**原文抜粋**
刑法(強盗致死傷罪)

強盗致死傷罪(11) ~共同正犯④「強盗の共犯者の一人が、被害者に強盗に伴う暴行で傷害を負わせた場合、共犯者全員に強盗致死罪又は強盗傷人罪の共同正犯が成立する」を判例で解説~

強盗の共犯者の一人が、被害者に強盗に伴う暴行で傷害を負わせた場合、共犯者全員に強盗致死罪又は強盗傷人罪の共同正犯が成立する

 強盗罪の共犯者中、一部の者が加えた暴行により、被害者に傷害を負わせた場合には、他の共犯者も、強盗致傷罪の責任を負うことになります。

 つまり、この場合、共犯者全員に強盗致傷罪又は強盗傷人罪の共同正犯が成立します。

(強盗致傷罪と強盗傷人罪の違いの説明については前の記事参照)

 なお、強盗の共犯者の1人が、被害者を傷害する故意で、故意犯としての強盗傷人罪を犯したが、他の共犯者には傷害の故意が認められない場合には、他の共犯者に対しては、強盗傷人罪の共同正犯ではなく、結果的加重犯として、強盗致傷罪の共同正犯の責任を負うことになるので、この点は注意して考える必要があります。

 たとえば、強盗の共犯者の1人が故意に被害者を傷害した場合、その共犯者に対しては、強盗傷人罪の共同正犯が成立するが、被害者を故意に傷害する認識がなかった他の共犯者に対しては、強盗致傷罪の共同正犯が成立することなります。

 参考となる判例として、以下のものがあります。

最高裁判決(昭和22年11月5日)

 この判例で、裁判官は、

  • 強盗の共犯者中の一人の施用した財物奪取の手段としての暴行の結果、被害者に傷害を生ぜしめたときは、その共犯者の全員につき、強盗傷人罪は成立するのであって、このことは強盗傷人罪がいわゆる結果犯たるの故にほかならない

と判示し、強盗の共謀がある以上、共犯者全員に強盗傷人罪が成立するとし、その理由として、強盗傷人罪は強盗罪の結果的加重犯だからであるとしました。

**データ一覧**
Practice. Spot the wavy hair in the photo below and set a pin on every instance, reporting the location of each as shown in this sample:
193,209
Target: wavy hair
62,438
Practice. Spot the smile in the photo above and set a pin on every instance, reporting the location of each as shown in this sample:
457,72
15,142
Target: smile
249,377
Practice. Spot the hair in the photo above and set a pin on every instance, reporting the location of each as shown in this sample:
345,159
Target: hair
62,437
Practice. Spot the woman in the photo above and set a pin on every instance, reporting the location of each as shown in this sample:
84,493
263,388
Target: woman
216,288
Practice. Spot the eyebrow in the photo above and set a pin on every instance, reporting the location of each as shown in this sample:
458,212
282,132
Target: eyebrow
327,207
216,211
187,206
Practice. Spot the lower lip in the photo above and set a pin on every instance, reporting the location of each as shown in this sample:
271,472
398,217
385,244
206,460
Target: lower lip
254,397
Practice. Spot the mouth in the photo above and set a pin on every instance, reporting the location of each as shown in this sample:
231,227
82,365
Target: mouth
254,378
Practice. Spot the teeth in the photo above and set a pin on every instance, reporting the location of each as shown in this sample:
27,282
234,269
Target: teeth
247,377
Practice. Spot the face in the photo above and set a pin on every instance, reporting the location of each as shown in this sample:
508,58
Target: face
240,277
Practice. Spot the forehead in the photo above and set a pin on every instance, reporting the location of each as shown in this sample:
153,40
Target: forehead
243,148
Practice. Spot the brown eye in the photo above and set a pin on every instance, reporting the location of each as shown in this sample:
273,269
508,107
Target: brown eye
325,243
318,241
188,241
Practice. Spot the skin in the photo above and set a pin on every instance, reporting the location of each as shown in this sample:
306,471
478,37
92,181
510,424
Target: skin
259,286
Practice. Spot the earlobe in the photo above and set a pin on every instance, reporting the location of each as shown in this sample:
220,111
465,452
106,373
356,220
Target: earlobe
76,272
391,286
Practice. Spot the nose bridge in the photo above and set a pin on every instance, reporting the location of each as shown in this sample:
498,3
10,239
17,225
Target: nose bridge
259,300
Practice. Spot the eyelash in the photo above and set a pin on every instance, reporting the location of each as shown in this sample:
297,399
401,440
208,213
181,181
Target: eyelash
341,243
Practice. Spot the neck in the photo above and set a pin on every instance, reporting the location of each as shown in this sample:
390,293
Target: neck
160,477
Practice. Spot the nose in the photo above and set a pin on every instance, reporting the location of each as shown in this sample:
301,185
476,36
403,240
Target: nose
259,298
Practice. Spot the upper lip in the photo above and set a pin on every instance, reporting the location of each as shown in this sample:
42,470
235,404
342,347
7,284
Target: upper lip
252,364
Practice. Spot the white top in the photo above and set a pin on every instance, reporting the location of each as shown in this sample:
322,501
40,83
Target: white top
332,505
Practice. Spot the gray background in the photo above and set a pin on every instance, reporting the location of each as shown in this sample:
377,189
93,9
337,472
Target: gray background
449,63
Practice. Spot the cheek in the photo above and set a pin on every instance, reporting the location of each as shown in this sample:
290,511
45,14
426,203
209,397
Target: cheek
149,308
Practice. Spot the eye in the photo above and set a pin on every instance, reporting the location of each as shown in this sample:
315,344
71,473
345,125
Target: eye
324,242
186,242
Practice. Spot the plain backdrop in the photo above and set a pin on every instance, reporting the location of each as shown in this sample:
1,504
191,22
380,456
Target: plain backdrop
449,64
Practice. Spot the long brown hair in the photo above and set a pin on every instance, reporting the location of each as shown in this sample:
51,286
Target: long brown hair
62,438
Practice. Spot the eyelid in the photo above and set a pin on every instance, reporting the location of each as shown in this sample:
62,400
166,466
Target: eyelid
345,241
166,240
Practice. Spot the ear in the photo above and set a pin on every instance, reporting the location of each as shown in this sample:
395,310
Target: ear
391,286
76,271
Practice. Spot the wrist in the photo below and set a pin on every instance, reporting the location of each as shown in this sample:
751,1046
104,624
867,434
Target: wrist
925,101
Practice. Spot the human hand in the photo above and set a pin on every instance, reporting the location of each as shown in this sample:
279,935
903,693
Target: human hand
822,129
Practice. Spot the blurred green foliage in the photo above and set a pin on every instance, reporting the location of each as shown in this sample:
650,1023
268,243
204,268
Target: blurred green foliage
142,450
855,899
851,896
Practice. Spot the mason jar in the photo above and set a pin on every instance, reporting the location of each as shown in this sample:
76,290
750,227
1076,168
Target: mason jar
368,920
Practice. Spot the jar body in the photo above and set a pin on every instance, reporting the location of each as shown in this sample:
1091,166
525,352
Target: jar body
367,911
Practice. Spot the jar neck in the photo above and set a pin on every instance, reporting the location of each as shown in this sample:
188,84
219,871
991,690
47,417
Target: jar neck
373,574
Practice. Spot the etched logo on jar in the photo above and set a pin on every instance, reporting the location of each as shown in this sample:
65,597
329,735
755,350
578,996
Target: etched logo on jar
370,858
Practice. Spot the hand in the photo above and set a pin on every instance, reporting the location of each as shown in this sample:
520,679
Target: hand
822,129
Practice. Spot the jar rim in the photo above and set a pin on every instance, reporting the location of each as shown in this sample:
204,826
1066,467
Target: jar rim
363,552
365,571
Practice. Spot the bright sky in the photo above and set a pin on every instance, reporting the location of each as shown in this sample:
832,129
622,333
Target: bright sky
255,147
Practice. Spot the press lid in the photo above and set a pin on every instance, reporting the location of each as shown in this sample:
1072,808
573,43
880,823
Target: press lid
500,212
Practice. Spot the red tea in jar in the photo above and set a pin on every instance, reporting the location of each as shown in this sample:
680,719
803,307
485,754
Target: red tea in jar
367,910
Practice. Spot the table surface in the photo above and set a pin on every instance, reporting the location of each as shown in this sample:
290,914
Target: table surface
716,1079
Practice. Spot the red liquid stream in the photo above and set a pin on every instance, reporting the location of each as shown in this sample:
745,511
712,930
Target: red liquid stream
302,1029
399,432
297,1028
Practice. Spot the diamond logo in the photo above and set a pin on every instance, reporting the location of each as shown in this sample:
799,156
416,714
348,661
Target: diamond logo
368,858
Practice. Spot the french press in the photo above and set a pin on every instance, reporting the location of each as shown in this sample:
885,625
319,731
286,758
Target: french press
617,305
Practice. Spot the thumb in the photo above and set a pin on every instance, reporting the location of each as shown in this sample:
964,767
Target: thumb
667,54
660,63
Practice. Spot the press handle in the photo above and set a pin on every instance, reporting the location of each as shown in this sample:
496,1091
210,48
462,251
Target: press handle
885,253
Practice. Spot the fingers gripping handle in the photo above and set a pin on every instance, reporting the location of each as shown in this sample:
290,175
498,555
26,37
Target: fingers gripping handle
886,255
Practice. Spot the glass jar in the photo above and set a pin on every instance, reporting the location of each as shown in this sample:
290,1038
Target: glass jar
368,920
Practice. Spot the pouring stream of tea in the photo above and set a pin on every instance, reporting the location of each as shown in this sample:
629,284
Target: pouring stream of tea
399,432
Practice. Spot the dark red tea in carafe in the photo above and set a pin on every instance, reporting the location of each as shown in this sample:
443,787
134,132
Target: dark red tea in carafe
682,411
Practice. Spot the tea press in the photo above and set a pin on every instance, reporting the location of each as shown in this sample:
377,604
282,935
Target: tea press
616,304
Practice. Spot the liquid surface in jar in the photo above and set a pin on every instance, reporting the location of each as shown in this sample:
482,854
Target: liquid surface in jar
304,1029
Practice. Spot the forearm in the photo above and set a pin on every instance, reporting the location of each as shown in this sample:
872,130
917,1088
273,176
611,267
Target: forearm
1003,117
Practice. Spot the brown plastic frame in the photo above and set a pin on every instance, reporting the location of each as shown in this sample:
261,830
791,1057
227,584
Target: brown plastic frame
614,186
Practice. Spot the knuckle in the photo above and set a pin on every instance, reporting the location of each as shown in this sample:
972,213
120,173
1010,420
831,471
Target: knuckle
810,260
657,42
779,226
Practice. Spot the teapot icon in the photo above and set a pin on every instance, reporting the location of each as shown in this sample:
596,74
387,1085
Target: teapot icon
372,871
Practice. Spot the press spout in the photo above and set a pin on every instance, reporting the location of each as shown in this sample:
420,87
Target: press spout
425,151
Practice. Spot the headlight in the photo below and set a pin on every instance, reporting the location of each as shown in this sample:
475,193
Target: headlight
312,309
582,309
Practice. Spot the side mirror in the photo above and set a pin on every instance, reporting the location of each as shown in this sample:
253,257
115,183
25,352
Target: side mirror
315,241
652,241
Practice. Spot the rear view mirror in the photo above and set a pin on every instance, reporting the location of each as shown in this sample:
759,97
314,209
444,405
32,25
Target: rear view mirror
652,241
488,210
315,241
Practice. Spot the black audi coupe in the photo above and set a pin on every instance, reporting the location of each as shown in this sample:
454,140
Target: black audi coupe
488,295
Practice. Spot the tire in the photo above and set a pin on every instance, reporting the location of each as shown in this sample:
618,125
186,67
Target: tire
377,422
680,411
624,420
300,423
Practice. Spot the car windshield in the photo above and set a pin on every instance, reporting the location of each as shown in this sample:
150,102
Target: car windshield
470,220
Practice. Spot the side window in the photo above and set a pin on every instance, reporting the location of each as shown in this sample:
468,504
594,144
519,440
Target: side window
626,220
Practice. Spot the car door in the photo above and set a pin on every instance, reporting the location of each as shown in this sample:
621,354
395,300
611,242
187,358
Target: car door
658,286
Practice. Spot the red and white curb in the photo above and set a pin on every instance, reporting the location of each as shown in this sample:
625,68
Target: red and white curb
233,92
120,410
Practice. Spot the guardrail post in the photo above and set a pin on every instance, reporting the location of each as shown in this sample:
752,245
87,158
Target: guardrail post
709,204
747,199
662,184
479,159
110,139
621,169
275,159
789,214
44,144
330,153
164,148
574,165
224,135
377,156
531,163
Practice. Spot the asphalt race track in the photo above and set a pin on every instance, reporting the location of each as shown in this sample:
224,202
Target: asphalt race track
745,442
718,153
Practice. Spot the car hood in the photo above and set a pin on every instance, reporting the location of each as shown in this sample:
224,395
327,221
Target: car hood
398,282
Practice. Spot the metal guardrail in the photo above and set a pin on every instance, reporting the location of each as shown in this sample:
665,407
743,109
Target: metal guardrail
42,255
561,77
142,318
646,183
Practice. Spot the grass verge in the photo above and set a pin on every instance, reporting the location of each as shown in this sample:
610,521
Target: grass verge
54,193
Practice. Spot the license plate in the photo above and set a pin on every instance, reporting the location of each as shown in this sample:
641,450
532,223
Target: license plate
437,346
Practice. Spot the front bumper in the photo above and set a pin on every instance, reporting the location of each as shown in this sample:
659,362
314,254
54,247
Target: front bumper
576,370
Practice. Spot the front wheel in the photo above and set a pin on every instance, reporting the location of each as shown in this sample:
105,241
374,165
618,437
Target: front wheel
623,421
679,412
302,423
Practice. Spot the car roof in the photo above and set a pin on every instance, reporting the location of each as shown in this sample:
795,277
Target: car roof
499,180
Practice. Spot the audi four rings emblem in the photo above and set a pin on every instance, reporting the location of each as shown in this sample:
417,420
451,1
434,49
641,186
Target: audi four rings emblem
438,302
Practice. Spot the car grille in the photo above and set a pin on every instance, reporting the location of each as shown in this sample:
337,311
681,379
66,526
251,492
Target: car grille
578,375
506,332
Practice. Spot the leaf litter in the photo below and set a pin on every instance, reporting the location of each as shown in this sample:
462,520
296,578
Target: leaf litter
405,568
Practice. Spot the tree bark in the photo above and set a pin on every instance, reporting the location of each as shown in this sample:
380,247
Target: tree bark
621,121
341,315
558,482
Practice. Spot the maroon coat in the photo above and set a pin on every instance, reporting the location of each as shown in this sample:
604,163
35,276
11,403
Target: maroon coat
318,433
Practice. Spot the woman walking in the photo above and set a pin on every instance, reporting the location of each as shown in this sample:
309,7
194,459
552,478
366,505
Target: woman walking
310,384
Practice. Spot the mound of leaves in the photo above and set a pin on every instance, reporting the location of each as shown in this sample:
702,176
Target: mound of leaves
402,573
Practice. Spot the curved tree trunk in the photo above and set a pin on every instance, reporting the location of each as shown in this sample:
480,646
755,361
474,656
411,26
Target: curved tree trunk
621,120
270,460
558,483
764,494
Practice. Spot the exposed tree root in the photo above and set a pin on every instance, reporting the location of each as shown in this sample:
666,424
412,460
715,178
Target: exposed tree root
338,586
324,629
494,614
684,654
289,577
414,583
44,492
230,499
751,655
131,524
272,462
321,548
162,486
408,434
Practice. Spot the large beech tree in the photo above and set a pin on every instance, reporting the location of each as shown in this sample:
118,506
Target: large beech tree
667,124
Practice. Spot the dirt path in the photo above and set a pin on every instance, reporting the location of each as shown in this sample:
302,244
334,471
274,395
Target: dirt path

**演習課題**
1. 強盗致死傷罪の解説から、「なお、強盗の共犯者の1人が、」で始まり「最高裁判決(昭和22年11月5日)」で終わる部分を一字も変えずに書き写してください。
2. 一覧のうち、「mouth」という語を含む行をすべて抜き出すこと。

**各課題の解答**
1.
なお、強盗の共犯者の1人が、被害者を傷害する故意で、故意犯としての強盗傷人罪を犯したが、他の共犯者には傷害の故意が認められない場合には、他の共犯者に対しては、強盗傷人罪の共同正犯ではなく、結果的加重犯として、強盗致傷罪の共同正犯の責任を負うことになるので、この点は注意して考える必要があります。

 たとえば、強盗の共犯者の1人が故意に被害者を傷害した場合、その共犯者に対しては、強盗傷人罪の共同正犯が成立するが、被害者を故意に傷害する認識がなかった他の共犯者に対しては、強盗致傷罪の共同正犯が成立することなります。

 参考となる判例として、以下のものがあります。

最高裁判決(昭和22年11月5日)

2.
Practice. Spot the mouth in the photo above and set a pin on every instance, reporting the location of each as shown in this sample:
Target: mouth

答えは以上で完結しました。